[ENTRIES SHOWN]
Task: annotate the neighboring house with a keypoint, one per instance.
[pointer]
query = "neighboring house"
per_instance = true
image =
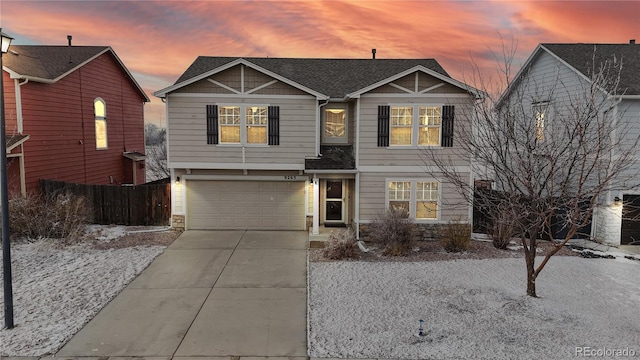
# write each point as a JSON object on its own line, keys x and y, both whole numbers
{"x": 557, "y": 74}
{"x": 284, "y": 143}
{"x": 73, "y": 113}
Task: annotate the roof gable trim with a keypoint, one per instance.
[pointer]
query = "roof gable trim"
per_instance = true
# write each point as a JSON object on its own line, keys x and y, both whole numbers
{"x": 240, "y": 61}
{"x": 446, "y": 79}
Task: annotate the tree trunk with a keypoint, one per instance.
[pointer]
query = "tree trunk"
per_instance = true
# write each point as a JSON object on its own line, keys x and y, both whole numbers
{"x": 530, "y": 258}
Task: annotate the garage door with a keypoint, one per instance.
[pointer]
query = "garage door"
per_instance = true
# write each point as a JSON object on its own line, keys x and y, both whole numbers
{"x": 267, "y": 205}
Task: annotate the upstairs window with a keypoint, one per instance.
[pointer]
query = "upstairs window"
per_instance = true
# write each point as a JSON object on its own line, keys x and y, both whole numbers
{"x": 229, "y": 124}
{"x": 429, "y": 126}
{"x": 244, "y": 124}
{"x": 335, "y": 126}
{"x": 415, "y": 125}
{"x": 401, "y": 125}
{"x": 540, "y": 111}
{"x": 100, "y": 115}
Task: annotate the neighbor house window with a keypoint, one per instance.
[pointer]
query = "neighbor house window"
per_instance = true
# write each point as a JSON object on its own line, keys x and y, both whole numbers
{"x": 540, "y": 113}
{"x": 419, "y": 198}
{"x": 415, "y": 125}
{"x": 100, "y": 114}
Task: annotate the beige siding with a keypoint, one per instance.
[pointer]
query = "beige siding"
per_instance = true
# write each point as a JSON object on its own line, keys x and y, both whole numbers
{"x": 373, "y": 188}
{"x": 372, "y": 155}
{"x": 187, "y": 132}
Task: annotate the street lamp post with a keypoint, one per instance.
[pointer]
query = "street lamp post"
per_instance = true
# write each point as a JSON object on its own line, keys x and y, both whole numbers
{"x": 4, "y": 195}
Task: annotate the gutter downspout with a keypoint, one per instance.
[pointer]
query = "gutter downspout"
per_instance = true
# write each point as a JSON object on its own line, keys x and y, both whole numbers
{"x": 357, "y": 154}
{"x": 19, "y": 104}
{"x": 319, "y": 126}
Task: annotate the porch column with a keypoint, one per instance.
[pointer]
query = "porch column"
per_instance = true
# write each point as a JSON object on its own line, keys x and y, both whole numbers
{"x": 23, "y": 175}
{"x": 316, "y": 206}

[ACTIVITY]
Please retype the records above exactly, excluding every picture.

[RESULT]
Task: annotate the neighboring house with a keypoint, one per instance.
[pointer]
query = "neighboring house"
per_instance = true
image =
# write each point as a JSON object on its own line, keys x and y, both whole numbers
{"x": 557, "y": 74}
{"x": 284, "y": 143}
{"x": 73, "y": 113}
Task: annotate the roof gable trim with a keypoint, one per instance.
[pointer]
query = "roof gable trim"
per_instance = true
# write each point as a JSON object on its own line, keys x and y, both whole numbers
{"x": 240, "y": 61}
{"x": 446, "y": 79}
Task: annotate the tree trunk with a keypoint, one per instance.
[pointer]
query = "tree trunk"
per_instance = true
# write each point as a JSON object on its own line, keys x and y, both whole numbers
{"x": 530, "y": 258}
Task: annotate the garage door with a keypoint, one per instance.
[pointer]
query = "garage door"
per_instance = true
# write each point as a JSON object on its own line, keys x and y, both whole numbers
{"x": 267, "y": 205}
Task: annotate the upstairs window with a keypoint, one per instance.
[pointer]
query = "upstairs window"
per_instance = true
# write each point as a JSON object on its own line, keys x and y, both whole numbers
{"x": 229, "y": 124}
{"x": 429, "y": 126}
{"x": 244, "y": 124}
{"x": 335, "y": 126}
{"x": 415, "y": 125}
{"x": 401, "y": 125}
{"x": 540, "y": 111}
{"x": 100, "y": 115}
Task: annotate the neighbor house window with a keypoint, one per instance.
[pointer]
query = "neighbor house window"
per_instance = true
# write each point as a JSON object on its own line, keys x and y, both whole numbers
{"x": 540, "y": 113}
{"x": 419, "y": 198}
{"x": 415, "y": 125}
{"x": 100, "y": 114}
Task: annotate the beige siding with a keypoint, one per instance.
[pointer]
query = "beige siding"
per_instance = true
# write each point as a JSON object on its own line, keys x and y, both whole numbers
{"x": 373, "y": 188}
{"x": 372, "y": 155}
{"x": 187, "y": 132}
Task: annotate the street lamp post with a keypoint, one per instance.
[pointer]
query = "street lamp post"
per_instance = true
# write each point as a JSON object on its own line, keys x and y, both whole numbers
{"x": 4, "y": 195}
Task: annotate the gutter downspout with a keypoint, one per instance.
[pointer]
query = "gutter downspout"
per_instance = true
# write each point as a JSON object on its own line, keys x and y, both whole numbers
{"x": 357, "y": 154}
{"x": 19, "y": 104}
{"x": 319, "y": 126}
Task: annotate the porch column with a keypoint, one per instance.
[pointer]
query = "porch column"
per_instance = true
# write each point as a JSON object on its own line, keys x and y, both whole numbers
{"x": 23, "y": 175}
{"x": 316, "y": 206}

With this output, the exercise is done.